Start of Exercise material

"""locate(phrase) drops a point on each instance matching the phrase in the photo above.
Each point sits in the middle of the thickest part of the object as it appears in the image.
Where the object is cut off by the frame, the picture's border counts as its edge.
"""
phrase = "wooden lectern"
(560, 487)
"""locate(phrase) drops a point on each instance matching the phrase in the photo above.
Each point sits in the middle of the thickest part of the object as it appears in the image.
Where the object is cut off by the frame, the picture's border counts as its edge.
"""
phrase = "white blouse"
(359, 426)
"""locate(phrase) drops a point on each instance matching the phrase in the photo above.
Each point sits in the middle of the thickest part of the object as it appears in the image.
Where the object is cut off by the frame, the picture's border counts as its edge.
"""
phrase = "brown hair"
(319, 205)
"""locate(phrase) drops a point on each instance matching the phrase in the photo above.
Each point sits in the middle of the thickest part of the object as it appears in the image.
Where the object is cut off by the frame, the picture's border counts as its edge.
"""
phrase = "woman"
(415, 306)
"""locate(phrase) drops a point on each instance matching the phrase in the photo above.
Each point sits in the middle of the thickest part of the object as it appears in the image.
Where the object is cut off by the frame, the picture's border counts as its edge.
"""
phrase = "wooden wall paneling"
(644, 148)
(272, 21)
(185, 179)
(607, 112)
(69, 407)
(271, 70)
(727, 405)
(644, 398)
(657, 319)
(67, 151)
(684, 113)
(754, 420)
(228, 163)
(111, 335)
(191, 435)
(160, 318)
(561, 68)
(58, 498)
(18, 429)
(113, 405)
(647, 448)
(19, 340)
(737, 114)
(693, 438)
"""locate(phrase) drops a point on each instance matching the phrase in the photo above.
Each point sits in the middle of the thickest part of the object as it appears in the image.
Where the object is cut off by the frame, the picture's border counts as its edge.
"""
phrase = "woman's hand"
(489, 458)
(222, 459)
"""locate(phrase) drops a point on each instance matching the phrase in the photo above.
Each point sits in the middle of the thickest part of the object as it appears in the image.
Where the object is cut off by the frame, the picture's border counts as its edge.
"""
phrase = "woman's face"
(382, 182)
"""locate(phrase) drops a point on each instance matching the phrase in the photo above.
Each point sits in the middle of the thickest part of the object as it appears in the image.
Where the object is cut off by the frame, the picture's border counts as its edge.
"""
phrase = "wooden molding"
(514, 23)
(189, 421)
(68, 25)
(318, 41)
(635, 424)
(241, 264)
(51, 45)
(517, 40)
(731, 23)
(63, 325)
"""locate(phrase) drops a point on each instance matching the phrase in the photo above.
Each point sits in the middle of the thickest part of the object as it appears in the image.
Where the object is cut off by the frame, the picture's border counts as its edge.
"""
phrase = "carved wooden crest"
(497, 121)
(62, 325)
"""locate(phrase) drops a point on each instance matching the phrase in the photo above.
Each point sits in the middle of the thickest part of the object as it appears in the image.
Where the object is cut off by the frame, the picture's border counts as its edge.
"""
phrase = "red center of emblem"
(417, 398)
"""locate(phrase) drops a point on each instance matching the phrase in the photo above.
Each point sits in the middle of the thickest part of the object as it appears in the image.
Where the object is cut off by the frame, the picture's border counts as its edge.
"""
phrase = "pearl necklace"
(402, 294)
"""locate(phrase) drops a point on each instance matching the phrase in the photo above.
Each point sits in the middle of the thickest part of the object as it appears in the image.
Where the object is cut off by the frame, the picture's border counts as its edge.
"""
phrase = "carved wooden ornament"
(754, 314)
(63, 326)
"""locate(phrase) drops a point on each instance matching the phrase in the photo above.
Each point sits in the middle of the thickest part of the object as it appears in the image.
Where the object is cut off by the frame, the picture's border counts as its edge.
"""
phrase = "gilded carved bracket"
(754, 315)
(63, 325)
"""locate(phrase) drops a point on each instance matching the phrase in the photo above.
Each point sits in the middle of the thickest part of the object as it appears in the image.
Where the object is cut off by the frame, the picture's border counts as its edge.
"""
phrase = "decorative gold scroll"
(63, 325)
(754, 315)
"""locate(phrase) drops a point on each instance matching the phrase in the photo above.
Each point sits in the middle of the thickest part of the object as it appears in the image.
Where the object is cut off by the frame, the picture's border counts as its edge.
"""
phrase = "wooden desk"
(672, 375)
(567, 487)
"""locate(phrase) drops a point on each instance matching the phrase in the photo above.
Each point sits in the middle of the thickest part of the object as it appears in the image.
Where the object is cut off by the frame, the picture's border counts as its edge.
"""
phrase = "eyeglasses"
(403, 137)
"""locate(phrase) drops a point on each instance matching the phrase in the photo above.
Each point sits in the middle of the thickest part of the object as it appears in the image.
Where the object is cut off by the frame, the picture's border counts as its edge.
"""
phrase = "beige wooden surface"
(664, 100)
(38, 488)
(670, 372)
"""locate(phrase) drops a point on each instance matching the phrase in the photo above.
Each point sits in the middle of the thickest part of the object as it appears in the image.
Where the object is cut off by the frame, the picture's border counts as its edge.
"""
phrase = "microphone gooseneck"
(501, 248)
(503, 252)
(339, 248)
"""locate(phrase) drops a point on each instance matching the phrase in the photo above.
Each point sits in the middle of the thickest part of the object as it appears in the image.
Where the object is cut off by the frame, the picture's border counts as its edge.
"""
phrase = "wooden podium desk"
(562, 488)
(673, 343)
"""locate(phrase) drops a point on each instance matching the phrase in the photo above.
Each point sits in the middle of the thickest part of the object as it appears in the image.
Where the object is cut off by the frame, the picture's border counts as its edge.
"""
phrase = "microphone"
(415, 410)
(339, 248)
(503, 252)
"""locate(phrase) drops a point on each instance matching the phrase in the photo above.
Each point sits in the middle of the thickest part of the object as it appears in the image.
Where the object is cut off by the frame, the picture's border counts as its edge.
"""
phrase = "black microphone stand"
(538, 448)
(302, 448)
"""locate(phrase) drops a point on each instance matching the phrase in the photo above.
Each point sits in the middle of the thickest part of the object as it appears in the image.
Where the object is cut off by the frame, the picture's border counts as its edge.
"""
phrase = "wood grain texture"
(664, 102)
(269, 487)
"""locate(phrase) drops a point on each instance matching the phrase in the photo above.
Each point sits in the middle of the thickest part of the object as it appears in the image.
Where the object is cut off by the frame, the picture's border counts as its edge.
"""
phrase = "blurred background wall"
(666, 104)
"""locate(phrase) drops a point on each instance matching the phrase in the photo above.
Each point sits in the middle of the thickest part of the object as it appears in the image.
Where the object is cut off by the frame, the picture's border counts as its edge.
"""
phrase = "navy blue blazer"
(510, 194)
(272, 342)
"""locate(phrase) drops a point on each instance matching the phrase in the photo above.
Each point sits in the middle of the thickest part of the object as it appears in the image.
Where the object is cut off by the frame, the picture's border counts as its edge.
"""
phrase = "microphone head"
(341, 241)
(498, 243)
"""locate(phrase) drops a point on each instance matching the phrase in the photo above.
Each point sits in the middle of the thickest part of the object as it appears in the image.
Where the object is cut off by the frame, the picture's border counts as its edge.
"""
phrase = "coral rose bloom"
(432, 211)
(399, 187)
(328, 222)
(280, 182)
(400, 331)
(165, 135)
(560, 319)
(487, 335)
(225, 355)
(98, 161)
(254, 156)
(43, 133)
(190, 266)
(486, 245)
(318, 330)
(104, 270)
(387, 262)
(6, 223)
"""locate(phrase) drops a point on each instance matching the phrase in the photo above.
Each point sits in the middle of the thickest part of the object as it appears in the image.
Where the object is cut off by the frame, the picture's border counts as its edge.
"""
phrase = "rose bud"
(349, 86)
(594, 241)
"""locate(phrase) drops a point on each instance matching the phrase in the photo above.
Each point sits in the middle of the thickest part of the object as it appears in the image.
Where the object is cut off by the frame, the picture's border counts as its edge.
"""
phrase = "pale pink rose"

End of Exercise material

(Description of the task) So that nothing is lost, transcribe each entry exactly as written.

(Solved problem)
"""locate(phrase) drops a point on each instance matching the phrase in the photo above.
Each point sits in the middle of the thickest part of the object as it appears in the image.
Where the object is cut off by the frame, the picture's border counts as its edge.
"""
phrase = "wooden lectern"
(560, 487)
"""locate(phrase) drops a point on each instance matching the phrase in the photo above.
Each point sits in the middle of the thickest part of the object as it appears in the image.
Where the object is cut off by the frame, the picture's border counts as its edge.
"""
phrase = "white blouse"
(359, 426)
"""locate(phrase) drops a point on each instance matching the phrase in the photo above.
Each point sits in the middle of the thickest part of the object as it appears in the image.
Where the object is cut off by the frame, the picture's border counts as its edge.
"""
phrase = "brown hair"
(319, 205)
"""locate(phrase) drops a point on each instance matching the phrase in the photo above.
Each point sits in the middle of the thickest part of the object as it appears in the image.
Where the object is cut off by the frame, the picture's border counts as its edge.
"""
phrase = "woman"
(415, 306)
"""locate(phrase) drops a point on each instance matching the phrase in the photo above.
Each point sits in the middle of the thickest part of the object as it appears in the image.
Where the object is cut off by the frame, the picture's border counts as its edge.
"""
phrase = "wooden wall paneling"
(644, 148)
(272, 21)
(185, 179)
(607, 112)
(69, 407)
(271, 70)
(727, 405)
(644, 398)
(657, 319)
(67, 151)
(684, 113)
(754, 420)
(228, 163)
(111, 335)
(191, 435)
(160, 318)
(561, 68)
(58, 498)
(18, 429)
(113, 405)
(647, 448)
(19, 340)
(737, 114)
(693, 438)
"""locate(phrase) drops a point on each instance matching the phrase in the photo above.
Each point sits in the middle of the thickest part of the object as it appears in the image.
Where the object is cut off by the frame, the picture's border counts as its edge.
"""
phrase = "woman's hand"
(489, 458)
(222, 459)
"""locate(phrase) drops a point on each instance matching the phrase in the photo above.
Each point sits in the middle of the thickest part of the object as it appears in the image.
Where the object is cut off by the frame, the picture's border counts as its edge.
"""
phrase = "woman's face"
(382, 182)
"""locate(phrase) drops a point on each instance matching the phrase in the photo above.
Each point sits in the middle of the thickest part of the object as it appears in the image.
Where the object is cut off by the frame, the picture's border counts as its edge.
"""
phrase = "wooden molding"
(514, 23)
(189, 421)
(68, 25)
(318, 41)
(635, 424)
(241, 264)
(51, 45)
(517, 40)
(731, 23)
(63, 325)
"""locate(phrase) drops a point on each instance matching the phrase in the photo above.
Each point sits in the middle of the thickest part of the object as it appears in the image.
Where the object is cut off by the frame, the picture's border counts as its edge.
"""
phrase = "carved wooden crest"
(497, 121)
(62, 325)
"""locate(phrase) drops a point on each instance matching the phrase in the photo above.
Each point sits in the middle of the thickest part of the object as it appears in the image.
Where the object is cut off by the frame, the picture's border counts as its edge.
"""
phrase = "red center of emblem"
(417, 398)
"""locate(phrase) drops a point on each instance matching the phrase in the photo above.
Each point sits in the middle of the thickest part of the object as it appears in the image.
Where the object is cut off by the frame, the picture's border counts as its edge.
"""
phrase = "pearl necklace"
(402, 294)
"""locate(phrase) drops a point on each instance matching the phrase in the photo above.
Each point sits in the middle of the thickest part of the object as it appears in the image.
Where the object is cut off by the frame, the picture's border counts as its edge.
"""
phrase = "carved wooden ornament"
(754, 314)
(63, 326)
"""locate(phrase) drops a point on each instance matching the phrase in the photo above.
Each point sits in the middle of the thickest part of the object as it appears in the image.
Where the object is cut off by the frame, the picture's border counts as its edge.
"""
phrase = "gilded carved bracket"
(754, 315)
(63, 325)
"""locate(phrase) drops a point on each instance matching the phrase in the photo above.
Each point sits in the middle of the thickest part of the object as it appears in the image.
Where the object is cut off by the frame, the picture's border counts as its edge.
"""
phrase = "decorative gold scroll"
(63, 325)
(754, 315)
"""locate(phrase) drops a point on each instance matching the phrase in the photo above.
Each point sits in the middle of the thickest part of the object as it appears in the image.
Where the object is cut off by the frame, the picture's border counts as its edge.
"""
phrase = "wooden desk"
(672, 375)
(567, 487)
"""locate(phrase) drops a point on each instance matching the phrase in the photo above.
Each point sits in the middle of the thickest part of the object as it appears in the image.
Where the object is cut off by the frame, the picture's border counts as its edge.
"""
phrase = "eyeglasses"
(403, 137)
"""locate(phrase) drops a point on each instance matching the phrase in the photo above.
Each point sits in the middle of the thickest part of the object as it appears in the image.
Where the object is cut off by the frame, the picture's border counts as its edge.
"""
phrase = "beige wooden surface"
(664, 100)
(38, 488)
(670, 372)
"""locate(phrase) drops a point on each instance matching the phrase in the photo above.
Each point sits in the middle of the thickest part of the object as it appears in the image.
Where the object is cut off by the frame, the picture's border counts as its edge.
"""
phrase = "microphone gooseneck"
(501, 248)
(503, 252)
(339, 248)
"""locate(phrase) drops a point on each instance matching the phrase in the photo above.
Each point sits in the middle of the thickest part of the object as it appears in the image.
Where the object is cut off by the frame, the picture's border counts as its edge.
"""
phrase = "wooden podium desk"
(562, 488)
(673, 343)
"""locate(phrase) drops a point on each instance matching the phrase in the photo above.
Each point sits in the middle of the thickest part of the object as it appears in the image.
Where the object is cut off by the frame, the picture's border counts as its edge.
"""
phrase = "microphone"
(415, 410)
(339, 248)
(503, 252)
"""locate(phrase) drops a point on each instance matching the phrase in the photo above.
Each point sits in the middle of the thickest part of the object as it appears in the image.
Where the object is cut off by the frame, the picture's border counts as its edge.
"""
phrase = "black microphone stand"
(538, 448)
(302, 448)
"""locate(phrase) drops a point on each instance matching the phrase in the photo above.
Each point sits in the middle of the thickest part of the object as it appears in the image.
Where the object is cut off by the frame, the picture's border counts as its edge.
"""
phrase = "wood grain texture"
(664, 102)
(269, 487)
"""locate(phrase) drops a point on each instance matching the phrase in the photo above.
Each point sits in the middle of the thickest part of the object as it appears in the image.
Where the object is cut off by the frame, the picture's border counts as its edge.
"""
phrase = "blurred background wall"
(666, 104)
"""locate(phrase) drops a point on each instance matching the phrase in the photo above.
Each point sits in the middle of the thickest part of the object as it appears in the image.
Where the object is cut off by the frame, the picture's border counts as its edge.
"""
phrase = "navy blue blazer"
(510, 194)
(272, 342)
"""locate(phrase) drops a point on each instance matching the phrase in the photo above.
Each point sits in the middle of the thickest part of the object as it appears in the image.
Where the object is cut off by the frame, the picture's border counts as its edge.
"""
phrase = "microphone head"
(341, 241)
(498, 243)
"""locate(phrase) drops a point on each instance matching the phrase in the photo above.
Each point sits in the middle of the thickest part of the object as it appears in the image.
Where the object is cut off by the frame, the picture's border counts as its edge.
"""
phrase = "coral rose bloom"
(432, 211)
(399, 187)
(328, 222)
(280, 182)
(400, 331)
(165, 135)
(560, 319)
(487, 335)
(225, 355)
(98, 161)
(254, 156)
(43, 133)
(190, 266)
(486, 245)
(318, 330)
(104, 270)
(387, 262)
(6, 223)
"""locate(phrase) drops a point on each instance matching the phrase in the photo above.
Each point sits in the middle of the thickest part of the object as it appears in the image.
Where the object is cut off by the frame, the picture's border counts as its edge.
"""
phrase = "rose bud"
(349, 86)
(594, 241)
"""locate(phrase) drops a point on each instance matching the phrase in the photo above.
Each point sits in the middle of the thickest part of the object as it appears in the image.
Where the object is cut off by the frame, the picture's border counts as its edge.
"""
phrase = "pale pink rose"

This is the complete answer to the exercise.